YOUR GOAL:
Please copy every line of the listing below without changing anything.

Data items
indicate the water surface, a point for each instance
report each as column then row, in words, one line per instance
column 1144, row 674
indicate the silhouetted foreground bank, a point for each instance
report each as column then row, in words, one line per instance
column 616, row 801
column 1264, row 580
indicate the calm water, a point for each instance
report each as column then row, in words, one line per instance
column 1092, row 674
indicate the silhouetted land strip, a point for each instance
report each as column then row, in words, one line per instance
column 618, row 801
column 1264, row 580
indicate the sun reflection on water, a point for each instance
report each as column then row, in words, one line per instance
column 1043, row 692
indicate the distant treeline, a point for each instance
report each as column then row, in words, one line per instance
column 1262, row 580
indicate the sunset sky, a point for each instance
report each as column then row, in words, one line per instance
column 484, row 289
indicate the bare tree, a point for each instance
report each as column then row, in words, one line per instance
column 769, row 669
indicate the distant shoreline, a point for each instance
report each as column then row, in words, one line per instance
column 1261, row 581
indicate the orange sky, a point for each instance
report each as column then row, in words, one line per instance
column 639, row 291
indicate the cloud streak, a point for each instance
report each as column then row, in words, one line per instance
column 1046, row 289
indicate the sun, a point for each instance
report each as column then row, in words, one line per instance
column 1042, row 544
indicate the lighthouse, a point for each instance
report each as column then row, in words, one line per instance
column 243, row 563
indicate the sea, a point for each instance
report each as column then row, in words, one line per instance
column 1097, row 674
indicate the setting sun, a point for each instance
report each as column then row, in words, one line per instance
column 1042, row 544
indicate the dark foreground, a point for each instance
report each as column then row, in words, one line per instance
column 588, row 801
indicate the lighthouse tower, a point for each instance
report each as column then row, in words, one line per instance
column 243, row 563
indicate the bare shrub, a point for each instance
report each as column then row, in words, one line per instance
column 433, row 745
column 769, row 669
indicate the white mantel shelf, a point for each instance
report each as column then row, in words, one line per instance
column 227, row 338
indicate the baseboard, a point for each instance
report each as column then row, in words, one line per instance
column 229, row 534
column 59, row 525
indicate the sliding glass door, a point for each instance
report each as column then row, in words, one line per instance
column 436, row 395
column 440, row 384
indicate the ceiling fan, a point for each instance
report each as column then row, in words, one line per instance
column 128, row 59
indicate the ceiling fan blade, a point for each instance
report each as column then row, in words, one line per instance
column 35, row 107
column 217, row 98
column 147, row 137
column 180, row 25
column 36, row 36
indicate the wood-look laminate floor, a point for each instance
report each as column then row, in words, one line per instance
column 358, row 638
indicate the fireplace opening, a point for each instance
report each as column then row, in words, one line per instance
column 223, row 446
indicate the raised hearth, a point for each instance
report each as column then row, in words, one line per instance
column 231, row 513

ANSWER FOR THIS EXERCISE:
indicate the water surface, a point for each instance
report each as column then row, in words, one line per instance
column 1144, row 674
indicate the silhouetted foreground bank, a point for each instance
report each as column then row, in words, one line per instance
column 616, row 801
column 1264, row 580
indicate the calm water, a point for each instance
report each as column then row, in words, one line per instance
column 1092, row 674
indicate the silhouetted land strip, a point for each instance
report each as column then row, in words, one line per instance
column 618, row 801
column 1264, row 580
indicate the sun reflection on water, a point for each instance
report each as column then row, in words, one line per instance
column 1043, row 692
indicate the distant treeline, a point for each instance
report each as column then row, in words, one line per instance
column 1262, row 580
indicate the sunset sky, a point for each instance
report each as column then row, in words, one line per instance
column 484, row 289
indicate the bare tree, a point for each instance
report each as column then row, in words, one line per instance
column 769, row 669
indicate the distant shoreline, a point for each instance
report each as column then row, in words, one line per instance
column 1261, row 581
indicate the orange sky, a point for each instance
report each as column then row, in words, one line per instance
column 639, row 291
indicate the cloud streak, a point for each instance
report each as column then row, in words, one line per instance
column 1046, row 289
indicate the sun, a point for each instance
report each as column then row, in words, one line per instance
column 1042, row 544
indicate the lighthouse, a point for each instance
report each as column then row, in words, one line per instance
column 243, row 563
indicate the sea, a point for each instance
report each as column then row, in words, one line per instance
column 1097, row 674
indicate the setting sun, a point for each instance
report each as column then row, in words, one line per instance
column 1042, row 544
indicate the dark foreground, a point for each instance
report each as column then row, in words, one line per instance
column 588, row 801
indicate the lighthouse tower, a point for each instance
report each as column then row, in words, one line per instance
column 243, row 563
indicate the bare shrub, a point for each instance
report each as column then row, in words, one line per instance
column 433, row 745
column 769, row 669
indicate the white mantel shelf, a point for each instance
report each as column then row, in words, one line per instance
column 227, row 338
indicate the baseboard, a point for each instance
report each as column then row, in words, one line per instance
column 229, row 534
column 59, row 525
indicate the sliding glass door, a point for each instance
report each as column then row, in words, one line per instance
column 436, row 395
column 440, row 384
indicate the ceiling fan, a point for each instance
report each as column then row, in words, one line per instance
column 128, row 59
indicate the ceiling fan blade, a point for each instance
report each as column then row, in words, one line per instance
column 35, row 107
column 217, row 98
column 147, row 137
column 180, row 25
column 36, row 36
indicate the wood-look laminate floor, a point for each instance
report each as column then row, in words, one line per instance
column 358, row 638
indicate the fireplace opening, a point for each instance
report each as column then row, in words, one line per instance
column 223, row 446
indicate the raised hearth, a point for each instance
report each as column then row, in words, one line per instance
column 231, row 513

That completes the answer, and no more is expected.